Segmentation annotation listing
☆ ☆ ☆

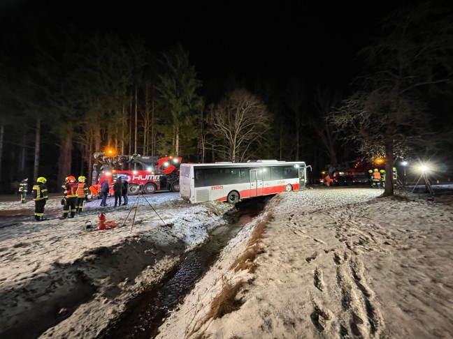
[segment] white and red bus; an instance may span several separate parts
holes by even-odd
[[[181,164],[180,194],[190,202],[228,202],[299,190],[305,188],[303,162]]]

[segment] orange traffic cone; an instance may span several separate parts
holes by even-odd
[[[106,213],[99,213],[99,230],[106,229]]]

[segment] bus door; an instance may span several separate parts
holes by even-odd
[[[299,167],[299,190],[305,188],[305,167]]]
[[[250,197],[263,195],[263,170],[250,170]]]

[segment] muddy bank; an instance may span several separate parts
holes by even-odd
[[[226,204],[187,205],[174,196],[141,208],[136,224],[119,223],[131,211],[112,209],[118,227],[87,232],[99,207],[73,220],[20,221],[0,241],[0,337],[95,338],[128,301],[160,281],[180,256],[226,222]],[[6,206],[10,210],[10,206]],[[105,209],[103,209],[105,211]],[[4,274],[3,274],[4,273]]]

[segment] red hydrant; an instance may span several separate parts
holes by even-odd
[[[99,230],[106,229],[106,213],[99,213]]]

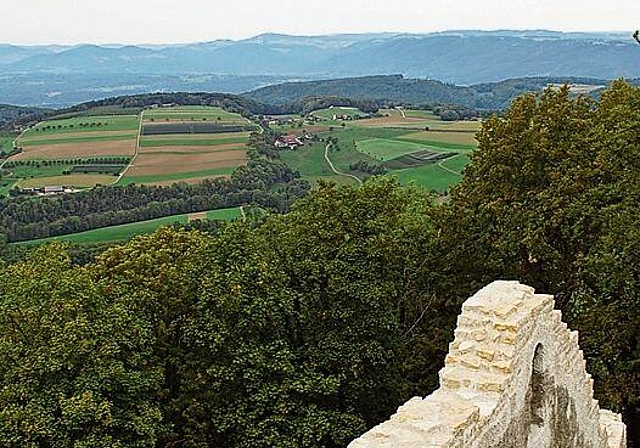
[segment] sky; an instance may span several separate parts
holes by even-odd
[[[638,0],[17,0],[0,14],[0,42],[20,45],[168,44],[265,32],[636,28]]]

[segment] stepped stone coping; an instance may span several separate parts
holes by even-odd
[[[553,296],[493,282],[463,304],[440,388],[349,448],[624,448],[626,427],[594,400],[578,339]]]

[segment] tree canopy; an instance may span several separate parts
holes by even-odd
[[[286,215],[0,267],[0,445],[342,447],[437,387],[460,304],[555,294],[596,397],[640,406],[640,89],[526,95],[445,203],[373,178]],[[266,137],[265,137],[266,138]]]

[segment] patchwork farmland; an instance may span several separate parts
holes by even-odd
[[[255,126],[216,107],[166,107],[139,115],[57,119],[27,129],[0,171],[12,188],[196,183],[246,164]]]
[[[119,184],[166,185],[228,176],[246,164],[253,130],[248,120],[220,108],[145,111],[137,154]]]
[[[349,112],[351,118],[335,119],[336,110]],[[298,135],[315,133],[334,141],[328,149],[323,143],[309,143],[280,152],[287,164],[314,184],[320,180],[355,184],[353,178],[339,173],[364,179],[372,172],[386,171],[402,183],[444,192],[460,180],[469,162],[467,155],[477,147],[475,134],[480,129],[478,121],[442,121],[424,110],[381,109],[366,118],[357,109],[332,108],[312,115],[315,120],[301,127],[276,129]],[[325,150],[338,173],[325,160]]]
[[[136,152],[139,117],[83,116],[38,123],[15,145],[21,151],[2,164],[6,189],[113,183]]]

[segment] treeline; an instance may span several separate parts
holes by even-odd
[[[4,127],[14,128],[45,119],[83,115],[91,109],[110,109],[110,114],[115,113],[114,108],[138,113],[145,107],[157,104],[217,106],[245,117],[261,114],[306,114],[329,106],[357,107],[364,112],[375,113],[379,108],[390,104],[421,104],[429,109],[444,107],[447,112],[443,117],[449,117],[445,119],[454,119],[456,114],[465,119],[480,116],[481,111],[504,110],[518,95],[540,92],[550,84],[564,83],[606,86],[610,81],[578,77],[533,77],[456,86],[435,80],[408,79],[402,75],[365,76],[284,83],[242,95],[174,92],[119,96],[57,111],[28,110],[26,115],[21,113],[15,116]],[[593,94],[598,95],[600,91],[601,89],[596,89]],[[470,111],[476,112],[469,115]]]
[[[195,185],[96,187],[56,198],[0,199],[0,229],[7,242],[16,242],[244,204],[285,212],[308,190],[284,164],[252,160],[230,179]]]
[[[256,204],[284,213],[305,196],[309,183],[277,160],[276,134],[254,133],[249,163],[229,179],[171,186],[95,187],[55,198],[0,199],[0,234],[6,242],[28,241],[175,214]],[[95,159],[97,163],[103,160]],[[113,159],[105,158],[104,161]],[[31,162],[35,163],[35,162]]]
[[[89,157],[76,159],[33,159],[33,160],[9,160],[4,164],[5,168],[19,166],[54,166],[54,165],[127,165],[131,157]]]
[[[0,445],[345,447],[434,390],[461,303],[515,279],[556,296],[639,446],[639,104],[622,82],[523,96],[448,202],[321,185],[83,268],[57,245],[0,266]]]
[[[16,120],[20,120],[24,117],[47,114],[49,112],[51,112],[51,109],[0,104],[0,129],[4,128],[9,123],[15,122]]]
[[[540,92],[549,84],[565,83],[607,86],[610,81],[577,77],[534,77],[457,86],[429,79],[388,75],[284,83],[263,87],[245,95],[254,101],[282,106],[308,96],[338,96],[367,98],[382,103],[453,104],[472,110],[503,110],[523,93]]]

☆ ☆ ☆

→ WHAT TO PRODUCE
Render each line of the listing above as a numbered list, omitting blank lines and leaving the pictures out of your answer.

→ RESULT OF THE EXERCISE
1. [segment] white and red bus; an instance may span several separate parts
2. holes by even-odd
3. [[[181,164],[180,194],[190,202],[228,202],[299,190],[305,188],[303,162]]]
4. [segment] orange traffic cone; an instance may span several separate parts
5. holes by even-odd
6. [[[106,213],[99,213],[99,230],[106,229]]]
7. [segment] bus door; an instance may span several separate parts
8. holes by even-odd
9. [[[299,167],[299,190],[305,188],[305,167]]]
10. [[[250,197],[263,195],[263,170],[250,170]]]
11. [segment] muddy bank; an instance may span several separate parts
12. holes by even-odd
13. [[[226,204],[187,205],[174,196],[141,208],[136,224],[119,223],[131,211],[112,209],[118,227],[87,232],[99,207],[73,220],[20,221],[0,241],[0,337],[95,338],[128,301],[160,281],[180,256],[226,222]],[[6,206],[10,210],[10,206]],[[105,209],[103,209],[105,211]],[[4,274],[3,274],[4,273]]]
14. [segment] red hydrant; an instance may span several separate parts
15. holes by even-odd
16. [[[99,230],[106,229],[106,213],[99,213]]]
17. [segment] sky; an instance may span several separate parts
18. holes by even-odd
19. [[[638,0],[17,0],[0,14],[0,42],[20,45],[168,44],[265,32],[636,28]]]
20. [segment] stepped stone coping; an instance may span several separate parts
21. holes by even-odd
22. [[[553,296],[493,282],[463,304],[440,388],[349,448],[624,448],[626,427],[594,400],[578,339]]]
23. [segment] tree canopy; an instance may span several separate parts
24. holes by even-odd
25. [[[286,215],[0,267],[0,445],[342,447],[437,387],[460,304],[555,294],[596,397],[640,406],[640,89],[526,95],[445,203],[373,178]],[[266,137],[265,137],[266,138]]]
26. [segment] patchwork farmland; an instance may span several separate parts
27. holes by even-odd
28. [[[255,126],[216,107],[166,107],[139,115],[57,119],[27,129],[0,171],[12,188],[196,183],[246,164]]]
29. [[[119,184],[166,185],[228,176],[246,164],[253,130],[248,120],[220,108],[145,111],[137,154]]]
30. [[[349,112],[351,118],[335,119],[336,110]],[[298,135],[315,133],[334,141],[328,149],[323,143],[309,143],[280,152],[287,164],[314,184],[320,180],[355,184],[353,178],[339,173],[364,179],[372,172],[386,171],[402,183],[444,192],[460,180],[469,162],[467,155],[477,147],[475,134],[480,129],[478,121],[442,121],[424,110],[381,109],[366,118],[357,109],[332,108],[312,115],[315,120],[301,127],[276,129]],[[325,150],[338,173],[325,160]]]
31. [[[136,152],[139,117],[83,116],[38,123],[15,145],[21,151],[2,164],[6,189],[113,183]]]
32. [segment] treeline; an instance may span several separate parts
33. holes by even-odd
34. [[[4,127],[14,128],[45,119],[83,115],[91,109],[110,109],[110,114],[115,113],[114,108],[138,113],[145,107],[157,104],[217,106],[245,117],[261,114],[306,114],[329,106],[357,107],[364,112],[375,113],[379,108],[390,104],[421,104],[429,109],[444,107],[447,112],[443,117],[449,117],[445,119],[454,119],[456,114],[465,119],[480,116],[481,111],[504,110],[518,95],[540,92],[550,84],[564,83],[606,86],[610,81],[578,77],[533,77],[456,86],[435,80],[408,79],[402,75],[365,76],[284,83],[242,95],[174,92],[119,96],[57,111],[28,110],[26,115],[21,113],[15,116]],[[593,94],[598,95],[600,91],[601,89],[596,89]],[[470,111],[476,112],[469,115]]]
35. [[[195,185],[96,187],[56,198],[0,199],[0,229],[7,242],[16,242],[244,204],[285,212],[308,190],[284,164],[252,160],[230,179]]]
36. [[[256,204],[284,213],[305,196],[309,183],[277,160],[276,134],[254,133],[249,163],[229,179],[171,186],[95,187],[55,198],[0,199],[0,234],[6,242],[28,241],[175,214]],[[95,159],[97,163],[103,160]],[[113,159],[105,158],[104,161]],[[31,162],[35,163],[35,162]]]
37. [[[89,157],[76,159],[33,159],[33,160],[9,160],[4,164],[5,168],[19,166],[54,166],[54,165],[127,165],[131,157]]]
38. [[[0,445],[345,447],[434,390],[461,303],[515,279],[556,296],[639,446],[639,104],[622,82],[523,96],[448,202],[321,185],[83,268],[57,245],[0,266]]]
39. [[[16,120],[20,120],[24,117],[47,114],[49,112],[51,112],[51,109],[0,104],[0,129],[4,128],[9,123],[15,122]]]
40. [[[540,92],[549,84],[565,83],[607,86],[610,81],[577,77],[534,77],[457,86],[429,79],[388,75],[284,83],[263,87],[245,95],[254,101],[282,106],[308,96],[338,96],[367,98],[382,103],[453,104],[472,110],[503,110],[523,93]]]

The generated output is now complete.